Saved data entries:
════════

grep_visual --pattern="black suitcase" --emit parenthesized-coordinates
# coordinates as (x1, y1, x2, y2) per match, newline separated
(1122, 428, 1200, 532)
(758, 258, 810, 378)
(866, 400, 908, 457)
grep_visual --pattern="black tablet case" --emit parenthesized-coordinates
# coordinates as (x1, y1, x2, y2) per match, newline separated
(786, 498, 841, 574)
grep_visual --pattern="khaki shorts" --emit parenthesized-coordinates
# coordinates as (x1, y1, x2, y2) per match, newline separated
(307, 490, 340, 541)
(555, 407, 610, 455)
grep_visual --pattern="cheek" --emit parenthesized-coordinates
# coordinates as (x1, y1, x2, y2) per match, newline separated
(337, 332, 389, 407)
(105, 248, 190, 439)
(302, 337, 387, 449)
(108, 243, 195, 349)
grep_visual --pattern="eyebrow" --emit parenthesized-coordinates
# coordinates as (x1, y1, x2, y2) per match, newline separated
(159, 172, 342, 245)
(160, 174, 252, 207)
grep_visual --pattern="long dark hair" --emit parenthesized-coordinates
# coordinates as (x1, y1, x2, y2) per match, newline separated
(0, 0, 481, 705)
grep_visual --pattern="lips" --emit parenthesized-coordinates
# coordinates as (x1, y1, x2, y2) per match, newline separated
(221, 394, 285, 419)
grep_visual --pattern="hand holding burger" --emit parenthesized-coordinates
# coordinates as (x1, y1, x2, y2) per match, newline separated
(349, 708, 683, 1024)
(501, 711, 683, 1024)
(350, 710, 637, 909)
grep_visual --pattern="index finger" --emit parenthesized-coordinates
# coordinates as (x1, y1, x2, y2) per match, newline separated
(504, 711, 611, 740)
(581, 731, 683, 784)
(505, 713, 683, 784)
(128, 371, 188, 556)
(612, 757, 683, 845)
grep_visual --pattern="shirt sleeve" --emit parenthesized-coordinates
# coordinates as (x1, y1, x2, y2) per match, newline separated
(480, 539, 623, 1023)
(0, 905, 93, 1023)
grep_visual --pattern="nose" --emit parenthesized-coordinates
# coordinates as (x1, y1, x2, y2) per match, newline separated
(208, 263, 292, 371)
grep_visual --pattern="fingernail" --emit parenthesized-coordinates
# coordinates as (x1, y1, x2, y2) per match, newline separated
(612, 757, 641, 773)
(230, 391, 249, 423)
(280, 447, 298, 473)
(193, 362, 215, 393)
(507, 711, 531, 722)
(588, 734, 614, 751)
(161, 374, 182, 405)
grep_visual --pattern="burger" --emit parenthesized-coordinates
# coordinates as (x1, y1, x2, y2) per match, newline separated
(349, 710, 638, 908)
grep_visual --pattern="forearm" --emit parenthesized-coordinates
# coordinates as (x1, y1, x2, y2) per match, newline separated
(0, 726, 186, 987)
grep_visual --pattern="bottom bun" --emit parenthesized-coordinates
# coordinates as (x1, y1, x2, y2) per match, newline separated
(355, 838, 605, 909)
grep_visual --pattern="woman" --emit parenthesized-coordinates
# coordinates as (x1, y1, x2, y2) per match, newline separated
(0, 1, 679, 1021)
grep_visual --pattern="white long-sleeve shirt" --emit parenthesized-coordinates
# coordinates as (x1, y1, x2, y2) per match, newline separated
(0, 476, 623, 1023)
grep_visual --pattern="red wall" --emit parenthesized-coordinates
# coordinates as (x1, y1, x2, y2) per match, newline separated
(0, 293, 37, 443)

════════

• Directions for this task
The data must be retyped in full, exactly as it reads.

• Solution to the exercise
grep_visual --pattern="black suitcase" --emit parenthesized-coordinates
# coordinates as (x1, y1, x2, y2) per match, newline separated
(1122, 428, 1200, 532)
(758, 258, 810, 378)
(866, 400, 908, 457)
grep_visual --pattern="black tablet case" --emit parenthesized-coordinates
# coordinates as (x1, y1, x2, y2) per match, newline separated
(786, 498, 841, 574)
grep_visual --pattern="khaki shorts" --emit parenthesized-coordinates
# coordinates as (x1, y1, x2, y2) per match, newline separated
(307, 490, 340, 541)
(555, 407, 610, 455)
grep_visual --pattern="cheek" --emit parenthesized-coordinates
# coordinates as (x1, y1, x2, y2) per match, newline separated
(337, 332, 389, 407)
(105, 248, 190, 439)
(302, 337, 387, 449)
(108, 243, 195, 349)
grep_visual --pattern="eyebrow" --emit parenthesized-coordinates
# coordinates as (x1, y1, x2, y2) per match, newline separated
(159, 172, 342, 245)
(160, 174, 252, 207)
grep_visual --pattern="long dark hair" --emit parenthesized-coordinates
# coordinates as (x1, y1, x2, y2) per match, newline separated
(0, 0, 481, 705)
grep_visual --pattern="lips" --emit parenthesized-coordinates
# coordinates as (x1, y1, x2, y2) per match, newline separated
(221, 394, 285, 419)
grep_visual --pattern="hand holding burger" --emit parenthesized-coordinates
# coordinates as (x1, y1, x2, y2) per match, newline separated
(349, 708, 683, 1024)
(501, 711, 683, 1024)
(350, 710, 637, 909)
grep_visual --pattern="index finger" --emit parenthesized-coordinates
# coordinates as (x1, y1, x2, y2) per match, newline separated
(504, 711, 611, 740)
(581, 731, 683, 784)
(505, 713, 683, 784)
(128, 371, 188, 556)
(612, 757, 683, 845)
grep_visual --pattern="shirt sleeve" --emit parenthesized-coordinates
# coordinates as (x1, y1, x2, y2) per match, newline separated
(480, 539, 623, 1023)
(0, 905, 93, 1023)
grep_visual --pattern="nose" --emit parenthesized-coordinates
# coordinates as (x1, y1, x2, y2) per match, newline separated
(208, 263, 292, 371)
grep_visual --pattern="fingernail" --emit parenthesized-coordinates
# coordinates as (x1, y1, x2, y2) per match, newline separated
(612, 757, 641, 773)
(230, 391, 249, 423)
(280, 447, 298, 473)
(193, 362, 215, 393)
(507, 711, 531, 722)
(588, 734, 614, 751)
(161, 374, 182, 405)
grep_visual --pattern="burger" --emit parenthesized-coordinates
# coordinates as (x1, y1, x2, y2) per match, newline separated
(349, 710, 638, 908)
grep_visual --pattern="forearm" --emit parenthesized-coordinates
# coordinates as (x1, y1, x2, y2) per match, newline separated
(0, 726, 186, 987)
grep_visual --pattern="bottom bun" --emit parenthesized-coordinates
# coordinates as (x1, y1, x2, y2) per match, newline separated
(355, 838, 605, 909)
grep_visual --pattern="woman" --emit parenthesized-coordinates
# coordinates as (x1, y1, x2, y2) per match, newline separated
(0, 1, 679, 1021)
grep_visual --pattern="white long-sleeve shirt" --emit parenthesized-coordinates
# coordinates as (x1, y1, x2, y2) per match, newline separated
(0, 476, 623, 1023)
grep_visual --pattern="red wall" --emit parenthesized-coordinates
# coordinates as (x1, y1, x2, y2) per match, newline separated
(0, 293, 37, 443)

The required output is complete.